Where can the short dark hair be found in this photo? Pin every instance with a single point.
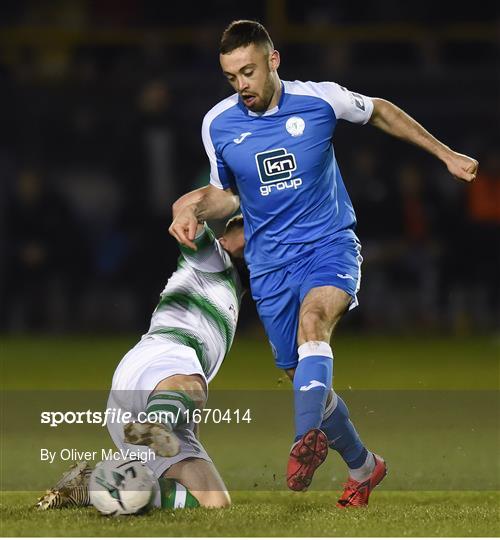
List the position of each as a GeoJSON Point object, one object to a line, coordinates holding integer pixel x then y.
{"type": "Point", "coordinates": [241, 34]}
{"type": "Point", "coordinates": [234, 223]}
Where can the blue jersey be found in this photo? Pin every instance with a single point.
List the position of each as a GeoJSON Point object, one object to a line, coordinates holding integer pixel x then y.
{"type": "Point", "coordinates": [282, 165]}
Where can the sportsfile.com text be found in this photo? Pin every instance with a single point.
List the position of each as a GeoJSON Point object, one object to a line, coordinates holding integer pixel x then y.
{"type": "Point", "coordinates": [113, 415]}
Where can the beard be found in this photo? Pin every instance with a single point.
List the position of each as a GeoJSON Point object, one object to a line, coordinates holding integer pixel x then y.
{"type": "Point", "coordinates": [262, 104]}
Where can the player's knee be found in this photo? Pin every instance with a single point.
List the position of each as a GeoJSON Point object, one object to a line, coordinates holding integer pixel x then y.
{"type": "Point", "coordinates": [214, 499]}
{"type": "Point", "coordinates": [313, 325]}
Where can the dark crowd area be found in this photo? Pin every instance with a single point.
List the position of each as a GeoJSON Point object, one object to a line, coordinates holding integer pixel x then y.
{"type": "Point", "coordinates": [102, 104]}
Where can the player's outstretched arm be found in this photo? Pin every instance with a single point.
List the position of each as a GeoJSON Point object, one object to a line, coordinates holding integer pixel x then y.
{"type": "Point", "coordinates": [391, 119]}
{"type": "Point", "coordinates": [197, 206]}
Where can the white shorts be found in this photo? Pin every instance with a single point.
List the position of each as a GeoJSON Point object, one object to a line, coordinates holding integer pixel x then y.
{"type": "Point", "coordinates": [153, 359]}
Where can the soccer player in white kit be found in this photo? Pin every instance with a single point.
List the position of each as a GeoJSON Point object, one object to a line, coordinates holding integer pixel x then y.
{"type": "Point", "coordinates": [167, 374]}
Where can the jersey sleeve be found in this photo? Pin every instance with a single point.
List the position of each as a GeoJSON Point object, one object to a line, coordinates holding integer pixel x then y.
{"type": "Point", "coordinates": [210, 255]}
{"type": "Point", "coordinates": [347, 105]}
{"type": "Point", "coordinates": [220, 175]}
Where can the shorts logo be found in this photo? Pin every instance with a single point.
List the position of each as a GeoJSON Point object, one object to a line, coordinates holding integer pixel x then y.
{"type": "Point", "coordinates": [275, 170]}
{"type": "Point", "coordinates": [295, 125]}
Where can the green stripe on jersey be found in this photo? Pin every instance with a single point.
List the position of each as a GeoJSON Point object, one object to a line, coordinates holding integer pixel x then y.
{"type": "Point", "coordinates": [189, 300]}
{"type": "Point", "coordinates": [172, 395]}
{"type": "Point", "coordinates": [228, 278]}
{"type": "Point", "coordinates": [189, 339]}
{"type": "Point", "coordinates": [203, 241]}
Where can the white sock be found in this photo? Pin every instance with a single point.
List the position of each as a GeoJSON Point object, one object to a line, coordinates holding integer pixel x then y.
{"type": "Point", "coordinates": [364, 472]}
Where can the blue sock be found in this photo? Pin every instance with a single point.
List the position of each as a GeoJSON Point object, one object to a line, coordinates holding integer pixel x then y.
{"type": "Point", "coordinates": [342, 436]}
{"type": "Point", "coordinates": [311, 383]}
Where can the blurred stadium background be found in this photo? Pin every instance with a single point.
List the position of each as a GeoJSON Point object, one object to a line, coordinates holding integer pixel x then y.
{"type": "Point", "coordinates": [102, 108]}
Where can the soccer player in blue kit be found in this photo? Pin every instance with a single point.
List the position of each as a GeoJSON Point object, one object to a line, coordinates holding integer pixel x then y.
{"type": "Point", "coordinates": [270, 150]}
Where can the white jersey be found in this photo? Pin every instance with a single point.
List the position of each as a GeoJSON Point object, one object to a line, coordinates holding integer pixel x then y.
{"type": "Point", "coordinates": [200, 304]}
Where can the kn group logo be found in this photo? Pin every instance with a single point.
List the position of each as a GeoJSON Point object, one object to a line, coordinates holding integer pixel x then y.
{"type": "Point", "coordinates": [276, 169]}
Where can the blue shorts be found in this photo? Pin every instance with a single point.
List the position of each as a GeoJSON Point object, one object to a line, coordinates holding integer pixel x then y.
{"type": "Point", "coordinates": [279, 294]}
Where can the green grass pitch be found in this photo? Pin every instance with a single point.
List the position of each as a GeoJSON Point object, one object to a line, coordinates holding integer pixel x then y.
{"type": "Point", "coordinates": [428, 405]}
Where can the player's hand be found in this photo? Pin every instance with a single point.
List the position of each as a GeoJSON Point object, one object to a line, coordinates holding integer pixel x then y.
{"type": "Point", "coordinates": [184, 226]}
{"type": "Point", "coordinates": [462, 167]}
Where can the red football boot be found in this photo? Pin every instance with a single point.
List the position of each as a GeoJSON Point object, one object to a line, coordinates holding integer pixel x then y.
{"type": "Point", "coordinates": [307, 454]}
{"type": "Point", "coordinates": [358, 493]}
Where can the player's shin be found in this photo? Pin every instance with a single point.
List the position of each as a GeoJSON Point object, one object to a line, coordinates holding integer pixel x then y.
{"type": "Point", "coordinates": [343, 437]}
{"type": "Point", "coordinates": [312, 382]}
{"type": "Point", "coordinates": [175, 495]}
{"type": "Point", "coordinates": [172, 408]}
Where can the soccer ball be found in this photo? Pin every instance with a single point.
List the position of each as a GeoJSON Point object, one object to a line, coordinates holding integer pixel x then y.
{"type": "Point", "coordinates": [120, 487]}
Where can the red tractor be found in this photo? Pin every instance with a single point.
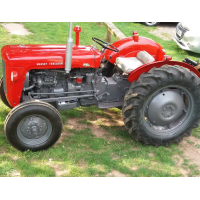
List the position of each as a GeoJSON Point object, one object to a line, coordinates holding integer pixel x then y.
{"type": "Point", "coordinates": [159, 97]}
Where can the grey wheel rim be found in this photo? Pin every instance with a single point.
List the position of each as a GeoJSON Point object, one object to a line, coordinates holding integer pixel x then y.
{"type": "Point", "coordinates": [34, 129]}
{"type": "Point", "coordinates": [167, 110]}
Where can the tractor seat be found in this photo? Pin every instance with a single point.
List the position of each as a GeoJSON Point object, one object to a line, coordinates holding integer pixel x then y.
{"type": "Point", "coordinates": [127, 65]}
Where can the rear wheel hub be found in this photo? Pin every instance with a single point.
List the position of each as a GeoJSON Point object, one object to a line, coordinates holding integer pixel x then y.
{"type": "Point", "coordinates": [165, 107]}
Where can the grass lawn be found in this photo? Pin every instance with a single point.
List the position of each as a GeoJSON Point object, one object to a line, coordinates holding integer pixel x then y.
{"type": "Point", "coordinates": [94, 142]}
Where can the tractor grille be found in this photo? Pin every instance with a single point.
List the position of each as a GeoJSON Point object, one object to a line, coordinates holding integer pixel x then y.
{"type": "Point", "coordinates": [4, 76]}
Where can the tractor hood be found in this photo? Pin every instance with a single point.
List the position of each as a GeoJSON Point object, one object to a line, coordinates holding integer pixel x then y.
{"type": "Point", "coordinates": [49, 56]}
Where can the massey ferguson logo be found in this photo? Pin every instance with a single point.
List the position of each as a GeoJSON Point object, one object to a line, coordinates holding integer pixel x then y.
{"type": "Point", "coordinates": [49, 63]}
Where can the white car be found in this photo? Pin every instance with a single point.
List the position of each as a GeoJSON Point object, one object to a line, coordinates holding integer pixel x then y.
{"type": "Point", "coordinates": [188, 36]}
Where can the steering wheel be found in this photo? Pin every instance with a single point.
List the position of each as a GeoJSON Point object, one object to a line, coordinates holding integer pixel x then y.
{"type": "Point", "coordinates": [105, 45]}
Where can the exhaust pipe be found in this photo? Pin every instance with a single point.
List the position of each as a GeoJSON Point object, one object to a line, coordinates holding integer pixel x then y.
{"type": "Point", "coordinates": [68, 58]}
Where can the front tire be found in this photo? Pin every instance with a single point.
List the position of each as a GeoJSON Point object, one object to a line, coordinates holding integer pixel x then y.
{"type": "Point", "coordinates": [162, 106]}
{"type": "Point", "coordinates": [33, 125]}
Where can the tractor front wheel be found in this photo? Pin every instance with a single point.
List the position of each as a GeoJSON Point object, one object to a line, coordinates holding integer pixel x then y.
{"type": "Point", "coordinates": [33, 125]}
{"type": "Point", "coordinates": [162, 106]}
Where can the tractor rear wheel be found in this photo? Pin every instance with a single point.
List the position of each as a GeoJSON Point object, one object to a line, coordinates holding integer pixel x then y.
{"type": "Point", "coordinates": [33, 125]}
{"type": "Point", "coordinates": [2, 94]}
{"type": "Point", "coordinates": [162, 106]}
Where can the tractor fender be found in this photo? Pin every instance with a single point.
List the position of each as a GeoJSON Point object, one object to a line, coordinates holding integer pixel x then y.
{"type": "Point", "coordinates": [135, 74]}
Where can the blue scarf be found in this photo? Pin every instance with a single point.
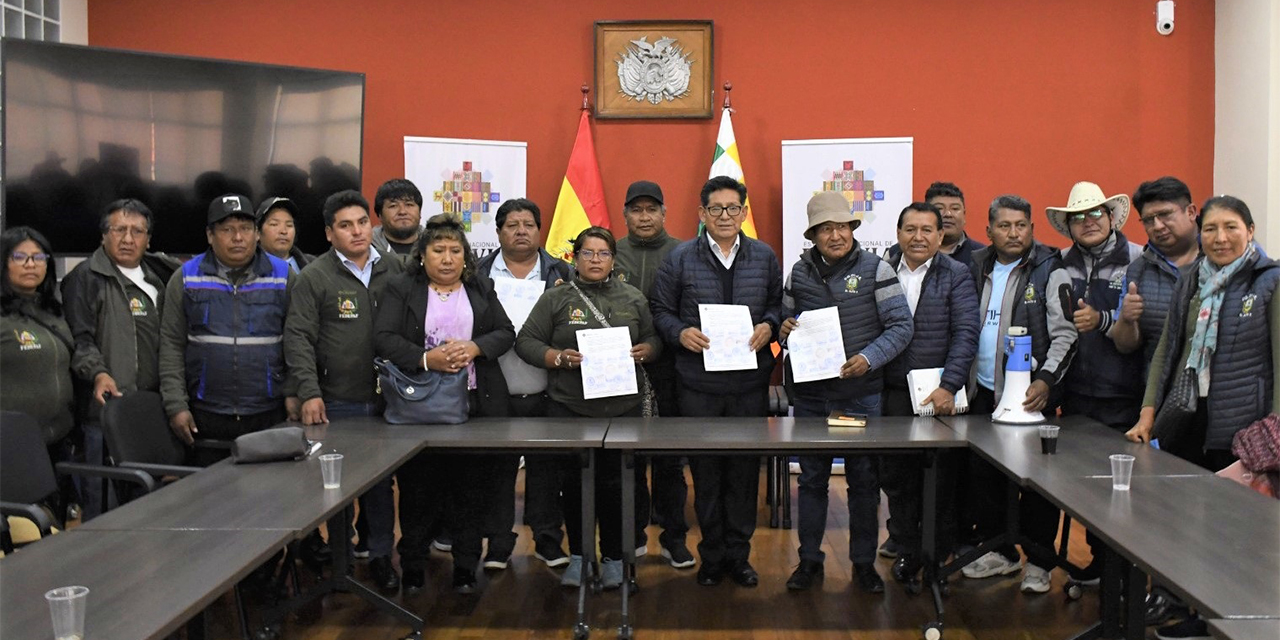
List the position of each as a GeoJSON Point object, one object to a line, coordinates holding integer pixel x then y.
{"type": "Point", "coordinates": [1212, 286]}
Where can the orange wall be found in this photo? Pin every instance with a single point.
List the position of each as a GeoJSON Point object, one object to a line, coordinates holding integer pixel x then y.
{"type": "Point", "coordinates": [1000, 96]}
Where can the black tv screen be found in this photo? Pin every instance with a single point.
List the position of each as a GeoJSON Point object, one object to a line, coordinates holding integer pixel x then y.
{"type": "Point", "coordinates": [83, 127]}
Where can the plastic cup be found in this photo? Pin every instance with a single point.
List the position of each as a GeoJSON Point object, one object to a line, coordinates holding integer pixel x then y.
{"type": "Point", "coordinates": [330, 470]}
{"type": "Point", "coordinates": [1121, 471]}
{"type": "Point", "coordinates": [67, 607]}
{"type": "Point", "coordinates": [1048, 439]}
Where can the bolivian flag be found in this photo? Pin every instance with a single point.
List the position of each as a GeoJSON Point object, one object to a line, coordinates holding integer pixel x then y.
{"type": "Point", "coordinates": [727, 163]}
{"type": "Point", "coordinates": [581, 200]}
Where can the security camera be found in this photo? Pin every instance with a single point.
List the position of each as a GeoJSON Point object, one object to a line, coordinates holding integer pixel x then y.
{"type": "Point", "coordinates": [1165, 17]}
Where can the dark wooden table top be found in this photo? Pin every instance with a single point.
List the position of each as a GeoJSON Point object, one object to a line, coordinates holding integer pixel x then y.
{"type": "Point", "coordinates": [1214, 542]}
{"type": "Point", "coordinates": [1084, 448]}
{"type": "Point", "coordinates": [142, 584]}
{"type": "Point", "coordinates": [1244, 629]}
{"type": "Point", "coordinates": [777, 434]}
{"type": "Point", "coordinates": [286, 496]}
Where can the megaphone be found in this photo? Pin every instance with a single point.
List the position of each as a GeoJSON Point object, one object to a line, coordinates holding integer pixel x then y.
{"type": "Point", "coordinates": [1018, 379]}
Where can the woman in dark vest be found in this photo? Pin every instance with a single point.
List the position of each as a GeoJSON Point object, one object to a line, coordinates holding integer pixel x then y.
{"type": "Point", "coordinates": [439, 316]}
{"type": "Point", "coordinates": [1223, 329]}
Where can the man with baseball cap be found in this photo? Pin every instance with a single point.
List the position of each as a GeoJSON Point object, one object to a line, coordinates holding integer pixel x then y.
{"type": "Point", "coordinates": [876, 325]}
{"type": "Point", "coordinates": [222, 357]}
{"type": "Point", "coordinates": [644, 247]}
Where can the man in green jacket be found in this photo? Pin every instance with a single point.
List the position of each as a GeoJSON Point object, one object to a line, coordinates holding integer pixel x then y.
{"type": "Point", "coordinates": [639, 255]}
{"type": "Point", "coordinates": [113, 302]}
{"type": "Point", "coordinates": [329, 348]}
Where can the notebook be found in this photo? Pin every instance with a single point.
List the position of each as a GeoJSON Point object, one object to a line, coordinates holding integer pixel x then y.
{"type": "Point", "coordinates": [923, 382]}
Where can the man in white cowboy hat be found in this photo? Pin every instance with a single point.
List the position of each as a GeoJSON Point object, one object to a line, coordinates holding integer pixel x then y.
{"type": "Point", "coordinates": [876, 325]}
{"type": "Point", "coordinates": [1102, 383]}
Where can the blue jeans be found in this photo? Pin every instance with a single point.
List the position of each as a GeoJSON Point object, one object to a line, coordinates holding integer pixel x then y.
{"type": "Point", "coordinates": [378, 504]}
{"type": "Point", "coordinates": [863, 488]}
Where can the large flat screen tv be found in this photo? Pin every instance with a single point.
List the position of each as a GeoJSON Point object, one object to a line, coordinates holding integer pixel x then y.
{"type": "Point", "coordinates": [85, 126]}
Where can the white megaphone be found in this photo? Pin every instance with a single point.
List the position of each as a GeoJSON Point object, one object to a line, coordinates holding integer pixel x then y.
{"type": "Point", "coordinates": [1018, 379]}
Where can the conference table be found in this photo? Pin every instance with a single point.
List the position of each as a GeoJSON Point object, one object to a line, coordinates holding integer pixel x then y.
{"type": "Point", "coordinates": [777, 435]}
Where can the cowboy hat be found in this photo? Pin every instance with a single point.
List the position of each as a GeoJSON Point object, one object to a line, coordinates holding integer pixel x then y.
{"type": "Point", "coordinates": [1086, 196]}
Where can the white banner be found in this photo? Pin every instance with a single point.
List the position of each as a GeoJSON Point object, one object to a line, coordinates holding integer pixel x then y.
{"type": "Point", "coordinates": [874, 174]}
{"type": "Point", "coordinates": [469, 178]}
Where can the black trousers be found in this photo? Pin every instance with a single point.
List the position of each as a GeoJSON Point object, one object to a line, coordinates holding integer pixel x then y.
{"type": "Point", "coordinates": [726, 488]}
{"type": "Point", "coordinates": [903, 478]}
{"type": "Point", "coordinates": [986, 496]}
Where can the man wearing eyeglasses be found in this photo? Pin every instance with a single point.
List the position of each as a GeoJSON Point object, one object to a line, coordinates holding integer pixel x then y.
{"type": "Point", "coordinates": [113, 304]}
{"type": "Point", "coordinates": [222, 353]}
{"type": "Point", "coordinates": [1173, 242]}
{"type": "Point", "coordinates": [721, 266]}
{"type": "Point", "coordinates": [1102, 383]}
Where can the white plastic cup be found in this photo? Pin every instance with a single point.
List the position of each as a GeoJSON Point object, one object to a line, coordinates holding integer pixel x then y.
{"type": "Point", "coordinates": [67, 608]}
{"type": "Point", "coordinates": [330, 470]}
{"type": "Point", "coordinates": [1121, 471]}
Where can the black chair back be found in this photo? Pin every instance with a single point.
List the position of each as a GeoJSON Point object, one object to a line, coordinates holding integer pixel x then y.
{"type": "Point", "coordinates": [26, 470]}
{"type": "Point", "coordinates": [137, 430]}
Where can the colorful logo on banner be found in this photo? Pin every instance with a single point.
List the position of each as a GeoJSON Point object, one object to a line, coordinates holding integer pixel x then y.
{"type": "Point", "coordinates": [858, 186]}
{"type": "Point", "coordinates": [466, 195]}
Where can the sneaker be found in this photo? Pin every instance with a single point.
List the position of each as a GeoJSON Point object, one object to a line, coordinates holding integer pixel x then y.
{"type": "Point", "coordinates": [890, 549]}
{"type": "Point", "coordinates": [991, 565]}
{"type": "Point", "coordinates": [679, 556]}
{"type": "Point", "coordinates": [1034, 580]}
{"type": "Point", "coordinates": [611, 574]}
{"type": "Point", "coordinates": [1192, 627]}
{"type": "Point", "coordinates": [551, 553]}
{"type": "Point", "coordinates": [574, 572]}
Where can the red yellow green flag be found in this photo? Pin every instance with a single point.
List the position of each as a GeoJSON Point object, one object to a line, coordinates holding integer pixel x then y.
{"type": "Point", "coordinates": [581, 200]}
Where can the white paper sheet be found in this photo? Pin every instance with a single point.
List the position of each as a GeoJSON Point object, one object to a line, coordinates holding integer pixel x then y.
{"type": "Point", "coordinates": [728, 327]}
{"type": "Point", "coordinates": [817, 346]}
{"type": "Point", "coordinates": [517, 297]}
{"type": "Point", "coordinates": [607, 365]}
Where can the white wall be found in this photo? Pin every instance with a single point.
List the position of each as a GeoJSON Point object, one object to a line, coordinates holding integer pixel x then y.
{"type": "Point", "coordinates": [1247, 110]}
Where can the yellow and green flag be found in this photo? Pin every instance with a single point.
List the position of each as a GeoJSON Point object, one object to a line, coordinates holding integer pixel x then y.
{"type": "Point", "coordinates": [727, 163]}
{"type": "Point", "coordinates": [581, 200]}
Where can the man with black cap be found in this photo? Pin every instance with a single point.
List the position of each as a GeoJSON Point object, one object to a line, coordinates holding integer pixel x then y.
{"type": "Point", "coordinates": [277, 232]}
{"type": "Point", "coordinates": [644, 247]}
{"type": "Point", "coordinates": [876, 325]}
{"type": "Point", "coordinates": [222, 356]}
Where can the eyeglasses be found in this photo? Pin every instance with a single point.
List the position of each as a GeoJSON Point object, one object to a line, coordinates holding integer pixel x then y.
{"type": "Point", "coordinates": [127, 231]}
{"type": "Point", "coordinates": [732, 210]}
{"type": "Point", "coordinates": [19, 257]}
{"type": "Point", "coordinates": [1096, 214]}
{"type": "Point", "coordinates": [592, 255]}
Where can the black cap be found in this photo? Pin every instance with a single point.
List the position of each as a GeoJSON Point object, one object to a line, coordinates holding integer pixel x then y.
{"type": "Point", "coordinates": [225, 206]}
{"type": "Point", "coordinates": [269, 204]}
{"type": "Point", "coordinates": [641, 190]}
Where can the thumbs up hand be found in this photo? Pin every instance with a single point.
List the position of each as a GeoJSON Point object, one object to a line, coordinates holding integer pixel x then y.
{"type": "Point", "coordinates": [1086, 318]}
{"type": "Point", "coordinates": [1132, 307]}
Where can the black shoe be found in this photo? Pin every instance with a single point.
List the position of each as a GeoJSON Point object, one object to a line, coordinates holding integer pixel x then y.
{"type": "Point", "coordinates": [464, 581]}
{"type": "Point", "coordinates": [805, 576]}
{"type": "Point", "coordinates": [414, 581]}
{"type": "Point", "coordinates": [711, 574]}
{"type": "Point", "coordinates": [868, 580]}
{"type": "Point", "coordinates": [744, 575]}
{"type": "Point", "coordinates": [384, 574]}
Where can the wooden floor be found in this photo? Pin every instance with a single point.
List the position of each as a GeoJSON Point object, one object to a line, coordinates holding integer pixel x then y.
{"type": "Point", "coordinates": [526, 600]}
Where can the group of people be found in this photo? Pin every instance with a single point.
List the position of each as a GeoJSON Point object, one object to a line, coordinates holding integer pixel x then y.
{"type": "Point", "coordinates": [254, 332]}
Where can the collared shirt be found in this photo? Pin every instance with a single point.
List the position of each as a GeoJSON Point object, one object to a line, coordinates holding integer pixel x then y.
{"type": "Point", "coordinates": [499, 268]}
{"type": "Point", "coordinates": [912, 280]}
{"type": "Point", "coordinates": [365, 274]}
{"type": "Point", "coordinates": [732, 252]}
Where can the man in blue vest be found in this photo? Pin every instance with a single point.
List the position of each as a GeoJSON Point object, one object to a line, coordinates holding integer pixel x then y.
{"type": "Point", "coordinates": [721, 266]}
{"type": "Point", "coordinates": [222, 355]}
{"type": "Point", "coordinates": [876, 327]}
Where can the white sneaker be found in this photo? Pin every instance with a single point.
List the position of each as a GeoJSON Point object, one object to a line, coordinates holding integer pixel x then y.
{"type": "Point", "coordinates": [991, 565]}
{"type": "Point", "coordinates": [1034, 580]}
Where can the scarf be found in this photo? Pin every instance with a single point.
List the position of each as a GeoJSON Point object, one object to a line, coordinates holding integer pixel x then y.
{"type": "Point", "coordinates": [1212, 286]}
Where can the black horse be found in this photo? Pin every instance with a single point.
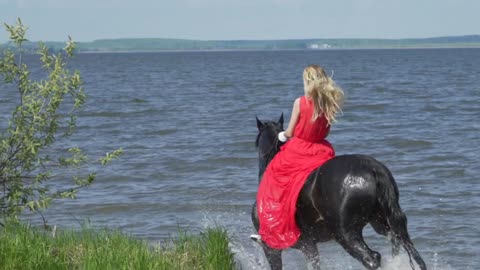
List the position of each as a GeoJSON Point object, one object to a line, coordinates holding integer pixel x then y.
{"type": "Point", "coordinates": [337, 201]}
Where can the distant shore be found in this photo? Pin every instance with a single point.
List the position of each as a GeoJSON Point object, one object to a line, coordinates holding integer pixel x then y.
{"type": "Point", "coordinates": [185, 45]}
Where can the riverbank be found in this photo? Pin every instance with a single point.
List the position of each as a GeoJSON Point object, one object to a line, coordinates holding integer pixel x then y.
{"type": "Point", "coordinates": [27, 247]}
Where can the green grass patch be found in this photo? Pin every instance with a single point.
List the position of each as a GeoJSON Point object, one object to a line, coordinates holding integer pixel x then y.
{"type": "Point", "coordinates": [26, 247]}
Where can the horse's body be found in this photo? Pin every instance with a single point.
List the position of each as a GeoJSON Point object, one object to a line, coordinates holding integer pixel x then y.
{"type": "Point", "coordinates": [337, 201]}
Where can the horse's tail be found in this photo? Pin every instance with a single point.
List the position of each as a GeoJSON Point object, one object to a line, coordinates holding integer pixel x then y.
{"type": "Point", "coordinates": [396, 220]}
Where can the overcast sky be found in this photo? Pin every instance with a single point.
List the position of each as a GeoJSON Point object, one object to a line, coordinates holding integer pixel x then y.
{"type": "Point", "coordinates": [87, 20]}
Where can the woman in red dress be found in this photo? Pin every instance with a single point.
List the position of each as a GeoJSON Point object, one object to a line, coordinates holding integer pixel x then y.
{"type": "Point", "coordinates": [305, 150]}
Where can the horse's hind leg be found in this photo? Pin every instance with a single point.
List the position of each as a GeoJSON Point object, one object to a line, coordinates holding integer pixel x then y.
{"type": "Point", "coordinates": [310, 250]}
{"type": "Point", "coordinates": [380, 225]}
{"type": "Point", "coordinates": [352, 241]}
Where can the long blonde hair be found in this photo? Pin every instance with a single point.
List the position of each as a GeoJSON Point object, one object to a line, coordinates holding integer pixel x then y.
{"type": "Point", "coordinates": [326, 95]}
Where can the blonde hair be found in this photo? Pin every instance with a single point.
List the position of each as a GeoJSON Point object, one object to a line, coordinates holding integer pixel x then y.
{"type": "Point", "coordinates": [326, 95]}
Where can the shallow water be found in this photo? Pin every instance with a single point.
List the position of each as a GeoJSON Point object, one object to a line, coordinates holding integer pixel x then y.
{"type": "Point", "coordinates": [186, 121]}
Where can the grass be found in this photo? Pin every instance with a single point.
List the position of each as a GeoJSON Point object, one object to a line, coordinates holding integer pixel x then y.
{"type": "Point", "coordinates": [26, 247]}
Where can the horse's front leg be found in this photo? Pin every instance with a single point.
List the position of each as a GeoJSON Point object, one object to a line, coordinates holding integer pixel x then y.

####

# AIM OF THE TASK
Among the entries above, locate the lines containing "Where can the group" and "Where can the collared", and transcribe exactly those two lines and all lines between.

# SOLUTION TO THE EXERCISE
Where can the group of people be found in this photo? Pin every instance with a single point.
List the position of each as a GeoJSON Point object, one object to a line, coordinates holding integer pixel x then y.
{"type": "Point", "coordinates": [254, 332]}
Where can the collared shirt be found in this photo? Pin every instance with a single point.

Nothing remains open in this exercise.